◆ **What the exercise asks**: Could you write out the data that follows, exactly and in full?

** Available records follows **

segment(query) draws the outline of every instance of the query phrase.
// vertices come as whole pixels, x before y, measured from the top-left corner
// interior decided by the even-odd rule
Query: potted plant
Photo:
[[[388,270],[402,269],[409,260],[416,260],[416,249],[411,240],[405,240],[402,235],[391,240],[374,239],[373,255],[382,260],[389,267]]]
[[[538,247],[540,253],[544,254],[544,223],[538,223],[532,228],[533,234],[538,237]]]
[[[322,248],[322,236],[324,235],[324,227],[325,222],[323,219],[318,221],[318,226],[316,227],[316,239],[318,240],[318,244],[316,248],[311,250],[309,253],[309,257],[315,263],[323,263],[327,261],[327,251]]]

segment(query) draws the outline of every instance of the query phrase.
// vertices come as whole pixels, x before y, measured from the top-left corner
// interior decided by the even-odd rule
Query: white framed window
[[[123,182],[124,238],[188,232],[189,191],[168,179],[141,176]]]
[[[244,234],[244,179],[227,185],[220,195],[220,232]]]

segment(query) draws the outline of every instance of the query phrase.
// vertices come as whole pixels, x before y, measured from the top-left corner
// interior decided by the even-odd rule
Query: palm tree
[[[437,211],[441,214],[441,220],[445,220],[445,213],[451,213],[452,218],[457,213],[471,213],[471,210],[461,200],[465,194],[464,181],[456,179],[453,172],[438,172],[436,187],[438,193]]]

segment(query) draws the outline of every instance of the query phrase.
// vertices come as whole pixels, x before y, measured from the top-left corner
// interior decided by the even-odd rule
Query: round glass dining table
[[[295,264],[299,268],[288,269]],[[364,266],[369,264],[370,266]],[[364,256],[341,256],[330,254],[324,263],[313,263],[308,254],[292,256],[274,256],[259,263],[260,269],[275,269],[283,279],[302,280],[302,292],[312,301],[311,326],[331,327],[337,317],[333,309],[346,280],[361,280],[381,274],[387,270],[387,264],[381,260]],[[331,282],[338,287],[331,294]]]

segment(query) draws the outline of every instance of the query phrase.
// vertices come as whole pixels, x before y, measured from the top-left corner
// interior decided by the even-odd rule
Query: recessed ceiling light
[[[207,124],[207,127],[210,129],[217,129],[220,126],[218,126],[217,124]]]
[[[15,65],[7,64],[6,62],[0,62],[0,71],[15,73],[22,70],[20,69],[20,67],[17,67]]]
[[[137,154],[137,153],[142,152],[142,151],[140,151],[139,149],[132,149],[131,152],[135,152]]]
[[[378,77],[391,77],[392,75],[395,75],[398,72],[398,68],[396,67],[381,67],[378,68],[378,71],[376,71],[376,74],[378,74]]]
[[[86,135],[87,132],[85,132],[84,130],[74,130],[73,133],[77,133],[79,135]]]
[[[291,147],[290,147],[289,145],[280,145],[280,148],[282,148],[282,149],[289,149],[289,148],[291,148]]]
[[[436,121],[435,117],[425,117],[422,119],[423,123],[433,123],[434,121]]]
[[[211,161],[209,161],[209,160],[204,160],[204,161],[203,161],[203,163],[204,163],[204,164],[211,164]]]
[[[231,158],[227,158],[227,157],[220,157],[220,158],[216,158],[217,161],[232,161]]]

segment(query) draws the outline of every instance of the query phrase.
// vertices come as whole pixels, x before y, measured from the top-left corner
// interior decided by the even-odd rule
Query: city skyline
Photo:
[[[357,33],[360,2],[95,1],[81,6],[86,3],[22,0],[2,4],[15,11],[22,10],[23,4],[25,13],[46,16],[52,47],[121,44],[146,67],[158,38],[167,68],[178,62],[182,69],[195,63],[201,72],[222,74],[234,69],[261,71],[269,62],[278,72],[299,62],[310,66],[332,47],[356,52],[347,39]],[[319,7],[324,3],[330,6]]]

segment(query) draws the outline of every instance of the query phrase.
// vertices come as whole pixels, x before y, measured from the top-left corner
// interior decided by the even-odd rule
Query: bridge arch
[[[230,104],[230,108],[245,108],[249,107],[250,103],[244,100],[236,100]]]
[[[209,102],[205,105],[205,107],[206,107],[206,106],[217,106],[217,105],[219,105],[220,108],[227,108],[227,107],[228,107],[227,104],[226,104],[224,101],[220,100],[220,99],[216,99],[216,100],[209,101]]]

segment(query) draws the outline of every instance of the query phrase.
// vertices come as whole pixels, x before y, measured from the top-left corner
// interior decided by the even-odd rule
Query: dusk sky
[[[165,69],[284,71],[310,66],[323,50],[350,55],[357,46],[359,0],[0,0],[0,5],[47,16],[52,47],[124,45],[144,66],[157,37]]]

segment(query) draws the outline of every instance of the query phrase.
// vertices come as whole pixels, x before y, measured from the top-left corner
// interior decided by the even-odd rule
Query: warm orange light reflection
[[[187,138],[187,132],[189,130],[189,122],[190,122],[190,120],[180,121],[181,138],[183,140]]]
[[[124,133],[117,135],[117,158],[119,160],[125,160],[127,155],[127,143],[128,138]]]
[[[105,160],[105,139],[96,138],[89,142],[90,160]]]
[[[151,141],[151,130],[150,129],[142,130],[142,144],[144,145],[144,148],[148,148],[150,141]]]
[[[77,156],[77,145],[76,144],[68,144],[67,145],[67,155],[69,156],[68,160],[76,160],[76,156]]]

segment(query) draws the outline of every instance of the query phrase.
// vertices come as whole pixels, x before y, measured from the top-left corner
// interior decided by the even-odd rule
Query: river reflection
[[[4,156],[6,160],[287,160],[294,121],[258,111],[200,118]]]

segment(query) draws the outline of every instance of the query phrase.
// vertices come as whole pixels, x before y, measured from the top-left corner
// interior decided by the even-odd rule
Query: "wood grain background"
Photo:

** End of Available records **

◆ **Solution below**:
segment(query) draws the outline of every instance of the query phrase.
// vertices come as whole pixels, x before y, measured from the top-left corner
// interior decided by the even-odd rule
Query: potted plant
Photo:
[[[388,270],[402,269],[409,260],[416,260],[416,249],[411,240],[405,240],[402,235],[391,240],[374,239],[373,255],[382,260],[389,267]]]
[[[538,247],[540,253],[544,254],[544,223],[538,223],[532,228],[533,234],[538,237]]]
[[[322,248],[322,236],[324,235],[324,227],[325,222],[323,219],[318,221],[318,226],[316,227],[316,239],[318,240],[318,244],[316,248],[311,250],[309,253],[309,257],[315,263],[323,263],[327,261],[327,251]]]

segment(query) draws the outline of every instance of the query phrase.
// vertices come as whole pixels, x before y, measured from the top-left corner
// interior decided by the even-odd rule
Query: white framed window
[[[123,182],[124,238],[188,232],[189,191],[168,179],[141,176]]]
[[[244,234],[244,179],[227,185],[220,195],[220,232]]]

segment(query) draws the outline of every instance of the query phrase.
// vertices come as whole pixels, x before y, measured from the top-left corner
// interior decided by the even-odd rule
Query: palm tree
[[[437,211],[441,214],[441,220],[445,220],[445,213],[451,213],[452,218],[457,213],[471,213],[471,210],[461,200],[465,194],[464,181],[456,179],[453,172],[438,172],[436,187],[438,193]]]

segment(query) draws the outline of every instance of the query phrase.
// vertices come as whole pixels, x before y, measured from the top-left corner
// interior decided by the even-odd rule
Query: round glass dining table
[[[295,264],[299,268],[288,269]],[[364,266],[369,264],[370,266]],[[364,256],[341,256],[330,254],[324,263],[313,263],[308,254],[292,256],[274,256],[259,263],[260,269],[275,269],[283,279],[302,280],[302,292],[312,301],[311,326],[331,327],[337,317],[333,309],[346,280],[361,280],[381,274],[387,270],[387,264],[381,260]],[[331,282],[338,287],[331,294]]]

segment(query) draws the outline of every instance of the query phrase.
// vertices come as whole pixels, x before y, measured from the top-left corner
// interior decided by the even-odd rule
Query: recessed ceiling light
[[[207,124],[207,127],[210,129],[217,129],[220,126],[218,126],[217,124]]]
[[[15,65],[7,64],[6,62],[0,62],[0,71],[15,73],[22,70],[20,69],[20,67],[17,67]]]
[[[137,154],[137,153],[142,152],[142,151],[140,151],[139,149],[132,149],[131,152],[135,152]]]
[[[378,77],[391,77],[392,75],[395,75],[398,72],[398,68],[396,67],[381,67],[378,68],[378,71],[376,71],[376,74],[378,74]]]
[[[86,135],[87,132],[85,132],[84,130],[74,130],[73,133],[77,133],[79,135]]]
[[[291,147],[290,147],[289,145],[280,145],[280,148],[282,148],[282,149],[289,149],[289,148],[291,148]]]
[[[436,121],[435,117],[425,117],[422,119],[423,123],[433,123],[434,121]]]
[[[211,161],[209,161],[209,160],[204,160],[204,161],[203,161],[203,163],[204,163],[204,164],[211,164]]]
[[[231,158],[227,158],[227,157],[220,157],[220,158],[216,158],[217,161],[232,161]]]

segment(query) draws the outline of every instance of the query phrase.
// vertices come as whole pixels, x before y, measured from the top-left corner
// interior decided by the even-odd rule
Query: city skyline
Photo:
[[[357,33],[360,2],[95,1],[81,6],[86,3],[22,0],[2,4],[15,11],[22,10],[23,4],[25,13],[46,16],[52,47],[121,44],[146,67],[158,38],[167,68],[178,62],[182,69],[195,63],[201,72],[222,74],[234,69],[261,71],[269,62],[278,72],[299,62],[310,66],[332,47],[356,52],[347,39]],[[319,7],[324,3],[330,6]]]

segment(query) draws the outline of every instance of the query phrase.
// vertices come as whole pixels, x before y, measured from the top-left corner
// interior decided by the even-odd rule
Query: bridge arch
[[[230,104],[230,108],[245,108],[249,107],[250,103],[244,100],[236,100]]]
[[[209,102],[205,105],[205,107],[206,107],[206,106],[217,106],[217,105],[219,105],[220,108],[227,108],[227,107],[228,107],[227,104],[226,104],[224,101],[220,100],[220,99],[216,99],[216,100],[209,101]]]

segment(query) draws the outline of every instance of the query phrase.
// vertices come as whole pixels, x before y, measured from the top-left corner
// interior decided by the even-odd rule
Query: dusk sky
[[[165,69],[284,71],[310,66],[323,50],[350,55],[357,46],[359,0],[0,0],[0,5],[47,16],[52,47],[124,45],[144,66],[157,37]]]

segment(query) draws the outline of every instance of the query phrase.
// vertices come as whole pixels, x before y, measured from the top-left corner
// interior decided by the even-odd rule
Query: warm orange light reflection
[[[187,138],[187,132],[189,130],[189,122],[190,122],[190,120],[180,121],[181,138],[183,140]]]
[[[124,133],[117,135],[117,158],[119,160],[125,160],[127,155],[127,143],[128,138]]]
[[[105,160],[105,139],[96,138],[89,142],[90,160]]]
[[[151,141],[151,130],[150,129],[142,130],[142,144],[144,145],[144,148],[148,148],[150,141]]]
[[[77,156],[77,145],[76,144],[68,144],[67,145],[67,155],[69,156],[68,160],[76,160],[76,156]]]

segment(query) draws the outline of every instance of the query phrase.
// vertices come as whole pixels, x before y, measured from the top-left corner
// interior decided by the even-odd rule
Query: river reflection
[[[4,156],[6,160],[287,160],[294,121],[258,111],[200,118]]]

segment(query) draws the outline of every instance of the query phrase.
// vertices come as whole pixels, x before y, measured from the top-left corner
// interior decided by the even-odd rule
Query: "wood grain background"
Photo:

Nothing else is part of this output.